---- Task material
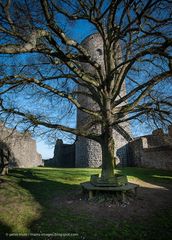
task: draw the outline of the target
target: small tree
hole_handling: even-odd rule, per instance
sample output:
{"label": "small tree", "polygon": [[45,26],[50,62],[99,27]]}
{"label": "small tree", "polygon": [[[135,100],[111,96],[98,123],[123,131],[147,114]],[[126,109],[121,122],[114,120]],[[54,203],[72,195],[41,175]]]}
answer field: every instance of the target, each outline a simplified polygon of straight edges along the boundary
{"label": "small tree", "polygon": [[[22,64],[18,58],[20,64],[14,64],[14,73],[4,70],[6,75],[0,77],[1,111],[20,116],[20,122],[29,121],[34,126],[99,142],[103,178],[114,176],[113,128],[130,139],[120,126],[123,122],[143,116],[156,122],[171,122],[170,91],[166,88],[172,76],[170,1],[7,0],[0,2],[0,22],[0,54],[15,59],[15,55],[25,57]],[[81,24],[85,31],[89,28],[89,33],[98,32],[101,36],[104,69],[92,59],[79,38],[75,40],[75,29],[83,34]],[[88,73],[81,63],[89,64],[94,73]],[[127,92],[121,97],[124,82]],[[77,91],[76,85],[88,91]],[[20,95],[20,104],[11,100],[15,92]],[[34,100],[39,96],[37,112],[33,106],[21,104],[26,93]],[[97,110],[82,105],[79,95],[92,99]],[[40,98],[44,99],[41,104]],[[58,115],[49,111],[50,99],[54,108],[63,99],[64,112],[72,104],[90,116],[88,122],[79,128],[65,125],[59,118],[63,111]],[[46,114],[38,111],[44,107]],[[97,125],[101,127],[99,133],[92,131]]]}

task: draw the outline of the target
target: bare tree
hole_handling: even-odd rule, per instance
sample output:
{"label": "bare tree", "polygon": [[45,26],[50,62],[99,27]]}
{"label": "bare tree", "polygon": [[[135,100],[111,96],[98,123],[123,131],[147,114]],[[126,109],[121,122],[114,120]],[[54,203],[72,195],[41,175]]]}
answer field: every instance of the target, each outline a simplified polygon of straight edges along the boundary
{"label": "bare tree", "polygon": [[[166,88],[172,76],[171,7],[168,0],[0,1],[0,54],[13,59],[24,55],[28,60],[19,61],[19,65],[15,62],[12,74],[9,70],[0,77],[1,111],[34,126],[99,142],[101,176],[114,176],[113,128],[130,139],[120,123],[142,116],[171,122],[171,96]],[[72,38],[70,29],[77,28],[78,23],[101,36],[104,69],[79,40]],[[94,71],[88,73],[81,63]],[[121,97],[124,82],[128,89]],[[88,91],[77,91],[77,85]],[[11,99],[10,93],[15,91],[20,104]],[[47,114],[21,104],[26,92]],[[78,101],[81,94],[92,99],[97,110],[83,106]],[[37,100],[35,95],[39,95]],[[89,115],[89,121],[79,128],[63,124],[58,118],[65,109],[59,114],[48,111],[49,99],[53,103],[63,99],[66,112],[74,106]],[[92,131],[97,125],[101,126],[99,133]]]}

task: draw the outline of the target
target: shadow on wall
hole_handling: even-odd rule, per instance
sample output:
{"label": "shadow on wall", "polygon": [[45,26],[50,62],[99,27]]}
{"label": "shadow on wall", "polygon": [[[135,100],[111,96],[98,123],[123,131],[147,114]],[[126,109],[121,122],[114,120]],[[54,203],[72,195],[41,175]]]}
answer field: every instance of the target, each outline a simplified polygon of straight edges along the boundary
{"label": "shadow on wall", "polygon": [[17,167],[14,155],[10,147],[0,141],[0,175],[7,175],[10,167]]}

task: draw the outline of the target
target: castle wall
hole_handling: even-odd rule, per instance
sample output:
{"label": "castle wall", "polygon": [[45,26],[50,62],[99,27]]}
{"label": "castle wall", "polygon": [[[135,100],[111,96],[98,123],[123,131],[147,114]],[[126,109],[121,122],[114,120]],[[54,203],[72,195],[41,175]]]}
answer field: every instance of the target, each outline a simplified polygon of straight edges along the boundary
{"label": "castle wall", "polygon": [[54,148],[54,157],[44,163],[45,166],[50,167],[75,167],[75,144],[63,144],[63,141],[58,139]]}
{"label": "castle wall", "polygon": [[129,143],[130,166],[172,170],[172,134],[161,129]]}
{"label": "castle wall", "polygon": [[[102,67],[102,73],[104,74],[104,60],[103,60],[103,42],[102,38],[99,34],[93,34],[86,38],[82,45],[87,49],[87,51],[90,53],[93,60],[96,60]],[[120,59],[121,51],[119,49],[118,57]],[[85,71],[93,72],[95,71],[92,67],[90,67],[90,64],[88,63],[82,63],[82,66]],[[79,91],[82,92],[88,92],[88,90],[82,86],[79,85]],[[121,90],[121,96],[124,95],[126,92],[125,83],[122,86]],[[82,106],[85,106],[87,108],[90,108],[92,110],[98,110],[98,106],[96,103],[90,99],[89,97],[79,95],[78,101],[82,104]],[[83,113],[82,111],[77,111],[77,126],[83,126],[86,122],[89,121],[90,116],[86,113]],[[127,132],[130,132],[130,127],[128,123],[121,124],[123,128]],[[100,126],[95,126],[92,131],[99,132]],[[115,130],[113,130],[113,136],[115,141],[115,148],[117,151],[117,164],[126,166],[127,164],[127,154],[128,154],[128,148],[126,146],[127,141]],[[76,160],[75,164],[76,167],[100,167],[102,165],[102,152],[100,144],[83,137],[78,137],[78,140],[76,141]]]}
{"label": "castle wall", "polygon": [[29,134],[0,126],[1,146],[5,144],[10,151],[9,167],[30,168],[43,165],[41,155],[37,153],[36,141]]}

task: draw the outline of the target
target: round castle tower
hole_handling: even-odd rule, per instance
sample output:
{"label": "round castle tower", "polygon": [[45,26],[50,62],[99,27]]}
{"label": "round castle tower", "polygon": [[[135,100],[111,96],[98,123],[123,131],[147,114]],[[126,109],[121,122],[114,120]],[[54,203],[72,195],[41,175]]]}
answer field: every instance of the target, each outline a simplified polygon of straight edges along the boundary
{"label": "round castle tower", "polygon": [[[103,64],[103,42],[102,38],[98,33],[92,34],[87,37],[82,45],[87,49],[89,54],[91,55],[93,60],[96,60],[99,64],[101,64],[102,69],[104,68]],[[118,51],[119,59],[121,57],[121,51],[119,48]],[[93,72],[94,69],[90,66],[90,64],[83,63],[84,70],[88,72]],[[84,87],[79,86],[79,91],[88,91]],[[125,95],[126,87],[125,84],[122,86],[120,96]],[[84,96],[79,95],[78,100],[83,106],[87,106],[90,109],[97,109],[98,106],[95,102]],[[77,110],[77,126],[80,127],[85,123],[88,119],[88,115],[86,113]],[[128,123],[121,125],[127,132],[130,132],[130,127]],[[93,129],[93,131],[99,131],[99,126]],[[115,130],[113,131],[115,146],[117,151],[117,164],[122,166],[127,165],[127,141]],[[83,137],[78,137],[75,144],[75,166],[76,167],[100,167],[102,164],[102,152],[100,144]]]}

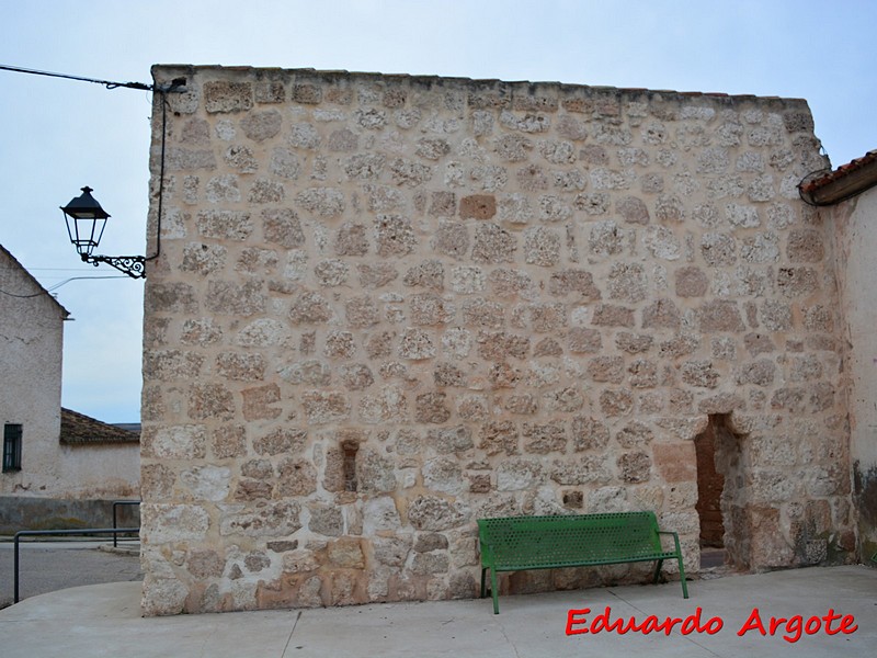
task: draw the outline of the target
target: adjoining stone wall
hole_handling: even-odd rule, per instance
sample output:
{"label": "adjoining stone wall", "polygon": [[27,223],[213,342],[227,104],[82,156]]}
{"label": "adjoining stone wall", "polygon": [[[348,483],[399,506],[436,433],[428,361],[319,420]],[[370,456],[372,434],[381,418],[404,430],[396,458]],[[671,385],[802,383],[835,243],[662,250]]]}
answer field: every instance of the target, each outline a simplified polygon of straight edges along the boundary
{"label": "adjoining stone wall", "polygon": [[490,515],[654,510],[694,572],[709,415],[741,561],[854,551],[806,102],[153,75],[189,91],[146,287],[146,614],[472,597]]}

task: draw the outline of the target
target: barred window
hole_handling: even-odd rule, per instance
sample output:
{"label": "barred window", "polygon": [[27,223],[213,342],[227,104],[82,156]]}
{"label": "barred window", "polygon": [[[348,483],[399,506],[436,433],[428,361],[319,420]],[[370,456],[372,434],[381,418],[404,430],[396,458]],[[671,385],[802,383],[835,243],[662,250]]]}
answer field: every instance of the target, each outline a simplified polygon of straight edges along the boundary
{"label": "barred window", "polygon": [[3,473],[21,470],[22,426],[7,423],[3,427]]}

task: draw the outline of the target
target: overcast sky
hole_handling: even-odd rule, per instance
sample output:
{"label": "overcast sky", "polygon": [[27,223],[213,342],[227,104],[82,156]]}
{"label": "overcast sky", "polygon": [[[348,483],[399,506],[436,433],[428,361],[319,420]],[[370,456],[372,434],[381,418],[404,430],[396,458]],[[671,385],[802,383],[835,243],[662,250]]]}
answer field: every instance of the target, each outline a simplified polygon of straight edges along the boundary
{"label": "overcast sky", "polygon": [[[877,148],[877,1],[0,0],[0,64],[151,82],[152,64],[345,69],[805,98],[838,167]],[[86,184],[101,253],[141,254],[149,94],[0,71],[0,243],[70,311],[65,407],[139,420],[143,283],[79,262],[59,206]]]}

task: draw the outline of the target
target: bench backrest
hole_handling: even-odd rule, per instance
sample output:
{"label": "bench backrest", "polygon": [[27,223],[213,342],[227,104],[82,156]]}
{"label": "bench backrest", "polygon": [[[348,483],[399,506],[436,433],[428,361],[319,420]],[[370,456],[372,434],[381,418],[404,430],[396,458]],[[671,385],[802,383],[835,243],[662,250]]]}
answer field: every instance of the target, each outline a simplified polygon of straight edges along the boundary
{"label": "bench backrest", "polygon": [[479,519],[481,551],[498,561],[565,564],[661,553],[653,512]]}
--------
**Exercise objective**
Which lines in the material contain the word "small"? Locate each one and copy it in full.

**Result of the exercise**
target: small tree
{"label": "small tree", "polygon": [[45,26],[50,62],[99,27]]}
{"label": "small tree", "polygon": [[[135,100],[111,96],[98,123],[123,131],[147,114]],[[126,109],[121,122],[114,120]],[[54,203],[72,195],[41,175]]]}
{"label": "small tree", "polygon": [[[22,64],[18,58],[20,64],[14,64],[14,73],[4,70],[6,75],[0,77],[1,111],[20,116],[20,122],[29,121],[34,126],[99,142],[103,178],[114,176],[113,128],[130,139],[120,126],[123,122],[143,116],[156,122],[171,122],[170,91],[166,88],[172,76],[170,1],[7,0],[0,2],[0,22],[0,54],[15,59],[15,55],[25,57]],[[81,24],[85,31],[89,28],[89,33],[98,32],[101,36],[104,69],[92,59],[79,38],[75,40],[75,29],[83,34]],[[88,73],[81,63],[89,64],[94,73]],[[127,92],[121,97],[124,82]],[[77,91],[76,85],[88,91]],[[20,95],[20,104],[11,100],[15,92]],[[34,100],[39,96],[37,112],[33,106],[21,104],[26,93]],[[97,110],[82,105],[79,95],[92,99]],[[40,98],[44,99],[41,104]],[[58,115],[49,111],[50,99],[54,108],[63,99],[64,112],[72,104],[90,116],[88,122],[79,128],[65,125],[59,118],[63,111]],[[46,114],[38,111],[44,107]],[[97,125],[101,127],[99,133],[92,131]]]}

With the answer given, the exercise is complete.